» REQUIREMENT 1: According to the passage on screen-time interventions, how many studies among adults were found?
» REQUIREMENT 2: Translate this sentence from the passage on screen-time interventions into Spanish: "Studies should also consider degree of urbanization."
» REQUIREMENT 3: Extend the passage on research gaps in screen-time interventions, picking up after its final sentence.
====== READING TEXT
Although evidence shows that behavioral interventions to reduce recreational sedentary screen time are effective, research gaps remain. Future studies should examine which characteristics (e.g., intensity and duration) and components (e.g., family-based social support, electronic monitoring device) are most effective. In addition, follow-up research should examine how long intervention effects are maintained.

Research is needed among adolescents and adults, and by degree of urbanization. Research among adolescents aged >13 years is needed because time spent with screen media increases as children age¹⁸ and adolescents have access to many electronic devices.⁸⁶ More research among adults is needed because only two studies were found.^46,83 Studies should also consider degree of urbanization. Most included studies were implemented in urban or suburban settings, and it remains unknown if similar interventions would be successful in rural settings, where the barriers to physical activity are more frequent (e.g., lack of parks or sidewalks).⁸⁷

It would also be beneficial to consider other outcomes of reduced screen time, such as improved sleep,⁸⁸ improved family and peer relationships,⁸⁹ and substitution of other sedentary behaviors. For example, does a reduction in screen time result in the substitution of other sedentary behaviors (e.g., reading for leisure or listening to music)?
============
====== ENTRIES PROVIDED
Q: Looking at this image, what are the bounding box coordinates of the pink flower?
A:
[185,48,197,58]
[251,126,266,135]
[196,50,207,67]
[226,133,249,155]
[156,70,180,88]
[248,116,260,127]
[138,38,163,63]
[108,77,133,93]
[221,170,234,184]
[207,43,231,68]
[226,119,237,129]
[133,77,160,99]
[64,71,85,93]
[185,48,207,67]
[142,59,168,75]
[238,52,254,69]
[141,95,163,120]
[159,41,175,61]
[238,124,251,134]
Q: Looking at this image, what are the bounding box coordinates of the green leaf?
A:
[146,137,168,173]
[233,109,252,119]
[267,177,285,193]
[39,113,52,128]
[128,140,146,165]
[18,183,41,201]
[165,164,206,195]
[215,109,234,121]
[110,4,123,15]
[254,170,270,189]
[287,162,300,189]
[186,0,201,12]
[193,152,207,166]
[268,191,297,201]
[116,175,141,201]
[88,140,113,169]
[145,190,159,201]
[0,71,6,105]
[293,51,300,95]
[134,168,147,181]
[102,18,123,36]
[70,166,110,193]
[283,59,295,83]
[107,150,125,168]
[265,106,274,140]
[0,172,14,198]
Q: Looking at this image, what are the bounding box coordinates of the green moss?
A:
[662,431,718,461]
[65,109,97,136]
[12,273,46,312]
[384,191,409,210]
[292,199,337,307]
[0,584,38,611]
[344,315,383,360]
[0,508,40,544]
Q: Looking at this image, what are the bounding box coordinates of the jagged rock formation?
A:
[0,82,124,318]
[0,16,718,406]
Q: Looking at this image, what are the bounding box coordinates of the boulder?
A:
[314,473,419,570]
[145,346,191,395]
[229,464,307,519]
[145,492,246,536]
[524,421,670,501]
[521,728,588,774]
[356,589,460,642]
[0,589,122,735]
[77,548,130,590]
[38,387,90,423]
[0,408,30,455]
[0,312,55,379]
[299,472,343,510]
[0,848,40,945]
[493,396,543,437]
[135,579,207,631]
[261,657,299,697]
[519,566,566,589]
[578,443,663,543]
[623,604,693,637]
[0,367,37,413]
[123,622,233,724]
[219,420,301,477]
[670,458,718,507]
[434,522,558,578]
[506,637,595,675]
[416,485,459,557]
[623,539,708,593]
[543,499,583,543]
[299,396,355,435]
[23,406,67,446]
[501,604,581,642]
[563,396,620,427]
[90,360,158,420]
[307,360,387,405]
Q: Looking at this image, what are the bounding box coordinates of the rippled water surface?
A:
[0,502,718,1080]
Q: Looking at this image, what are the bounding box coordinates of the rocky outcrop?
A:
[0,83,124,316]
============
» TASK RESULT 1: Two studies.

» TASK RESULT 2: Los estudios también deberían considerar el grado de urbanización.

» TASK RESULT 3:
Evidence about the effect of more recent mobile devices such as smartphones and tablets was rarely reported in this body of evidence. It is unknown to what extent these devices are associated with weight status, and whether decreases in their use would be associated with outcomes included in this review. Research on screen time interventions should be broadened to include the use of mobile devices and should report the context and duration for the use of multiple electronic devices.

Lastly, only two studies provided economic data, emphasizing the need for more economic evaluations of these interventions. Studies that model economic outcomes for children need to incorporate averted healthcare costs, improved academic productivity, and increased quality of life during the childhood years.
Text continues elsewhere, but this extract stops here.